◆ Amaç A ◆
AKP’giller iktidarı üzerine yazıya göre bu iktidarın üzerinde yükseldiği iki ayak hangileridir?
◆ Amaç B ◆
AKP’giller iktidarı üzerine yazıyı son cümlesinden sonra sürdürün.
------ Verilen metin
Her işlerinde olduğu gibi burada da ihanet ve vurgun iç içe

Kaçak Saraylı Reis’in AKP’giller İktidarının, üzerinde yükseldiği iki ayak vardır:

Birincisi ihanet;

İkincisi vurgun, kamu malı hırsızlığı…

İhanetin gerekçesi, onların devşiricisi, yapımcısı ve iktidara taşıyıcısı ABD Emperyalist Haydutlarının hizmetinde ve buyruğunda olmalarıdır. Bunu en veciz şekilde, Kaçak Saraylı kendi ağzıyla dile getirmişti defalarca, “Biz Büyük Ortadoğu ve Genişletilmiş Afrika Projesinin eşbaşkanlarından bir tanesiyiz ve bu görevi yapıyoruz”, diyerek…

Bu projeye göre, bilindiği gibi, Türkiye de; Kürdistan, Ermenistan ve Türklere bırakılan bölge olmak üzere üç parçaya bölünmektedir.

İşte bu sebepten, AKP’giller İktidarı bir ihanet iktidarıdır ve ABD’ye çalışmaktadır.

Vurgunları-talanlarıysa, onların Antika Tefeci-Bezirgân Sermaye Sınıfının siyasi plandaki temsilcileri olmalarından kaynaklanmaktadır.

Bu sınıf üretimle ilgilenmez. Üreticilerle tüketiciler arasında aracılık yapar, fahiş kâr elde eder; her iki tarafı da haraca bağlayarak ürünlerini yok fiyatına ele geçirir, onları borçlandırır, yüksek faiz alır.

Kamu mallarını, kitabına uydurarak durup dinlenmeden yağmalar, küp doldurur…

Bütün bu ihanetlerini ve hırsızlıklarını, yolsuzluklarını gizleyebilmek için de, üzerlerine “Din Şalı” örtünürler. Yani Dindarlığın ve Kindarlığın temsilciliğine soyunurlar. Bilinçsiz, cahil insanlarımızı sürekli Allah’la aldatırlar yani…

İhanet ve hırsızlıklarıyla atbaşı gitmek üzere, Camiler, Kur’an Kursları yaptırıp açarlar, İmam Hatipler açarlar, Tekkeler, Medreseler açarlar; sürekli Dinden, İmandan, Allah’tan, Kitaptan, Namazdan, Oruçtan Hac’dan söz ederler.

Bütün dertleri, hain ve hırsız içyüzlerini halktan gizleyebilmektir. Böylece de karanlık iktidarlarını, zulüm düzenlerini sürgit devam ettirebilmektir.

AKP’giller’in vatanımıza, milletimize ve halkımıza karşı giriştiği binbir ihanetin güncel olanı da, onların paralı askerlik uygulamasıyla Türk Ordusu’nun savaşçı ruhunu, motivasyon gücünü, moral gücünü ortadan kaldırmayı amaçlamak olmuştur.
------------
------ Verilen bilgiler
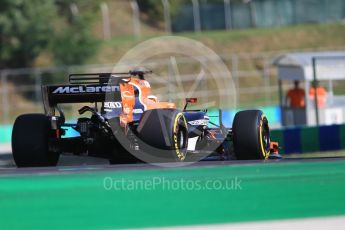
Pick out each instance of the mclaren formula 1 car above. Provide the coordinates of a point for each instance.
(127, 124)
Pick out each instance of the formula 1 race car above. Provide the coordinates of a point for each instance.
------------
------ Verilen bilgiler
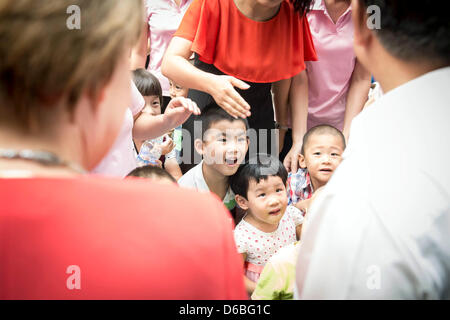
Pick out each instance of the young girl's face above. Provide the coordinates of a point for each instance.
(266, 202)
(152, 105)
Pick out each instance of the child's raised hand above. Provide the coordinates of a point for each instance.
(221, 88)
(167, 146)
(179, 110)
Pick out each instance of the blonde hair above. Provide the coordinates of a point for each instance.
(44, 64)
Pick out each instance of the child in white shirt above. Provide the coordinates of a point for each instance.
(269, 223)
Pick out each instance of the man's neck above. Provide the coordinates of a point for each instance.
------------
◆ Alıştırma yanıtı A ◆
Birincisi ihanet, ikincisi vurgun, yani kamu malı hırsızlığıdır.

◆ Alıştırma yanıtı B ◆
Oysa, bu vatanı vatan yapan Alparslan’ların, Kılıç Arslan’ların, Sultan Mesud’ların, Ertuğrul ve Dündar Bey’lerin, Osman Gazi’nin, Orhan Gazi’nin, Fatih’lerin orduları; halkın tamamının eli silah tutan insanlarından oluşmaktaydı.

Çanakkale Savaşı’nı hatırlayınız…

13-15 yaşındaki vatan evlatları bile savaşmıştır, kanlarını akıtmıştır, canlarını vermiştir o zaferin elde edilmesi ve Antiemperyalist Birinci Kurtuluş Savaşı’mızın ilk kıvılcımının çaktırılabilmesi için.

Birinci Kurtuluş Savaşı’mız da yine aynı şartlarda savaşılarak zafere ulaşmıştır ve bu vatan toprakları bize atalarımızdan yadigâr olarak bırakılabilmiştir. Onların emanetidir bu vatan ve o emaneti gelecek kuşaklara devretmek, bizlerin boynunun borcudur.

Tüm Harp Tarihi uzmanları şu ortak kanaattedirler ki; en etkili savaş silahı, en yüksek motivasyon gücüyle donatılmış insandır.

Askerleri moral değere sahip olmayan bir ordunun savaş kazanması çok zordur, imkânsıza yakındır…

Zaferin teminatı için, askerlerin ortak moral değerlerle dolu olmaları gerekir. Başlarındaki komutana sonsuz güven duymaları gerekir.

Tabiî haklı bir dava için savaşıyor olduklarına yürekten inanmaları gerekir.

Ve çağın gerektirdiği modern savaş araç gereçlerini kullanmakta son derece deneyimli olmaları gerekir.

İşte böyle bir ordu, zaferden zafere koşar…

Kutsal bellediği ortak hedeflerine ulaşmak için, her bir asker gözünü kırpmadan ölümü göze alır ve canını verebilir.

Bedelli Askerlik ne demektir?

Parası olan, ense göbek keyif ve zevk yapacak, eline silah alıp cepheye gitmeyecek; yoksul halk çocukları, onların yerine de gidecek, savaşacak, ölecek, öyle mi?

Öyle…

İşte millet gençlerini böylesine iki zıt kutba yerleştirirseniz, onları birbirlerine karşı, hadi düşmanlaştırırsınız demeyelim ama, saygısızlaştırırsınız, sevgisizleştirirsiniz. Halk çocuklarını ahmak yerine koyarak, onların yüreğinde açtığınız yarayı asla onaramazsınız. Ruhlarını örselersiniz.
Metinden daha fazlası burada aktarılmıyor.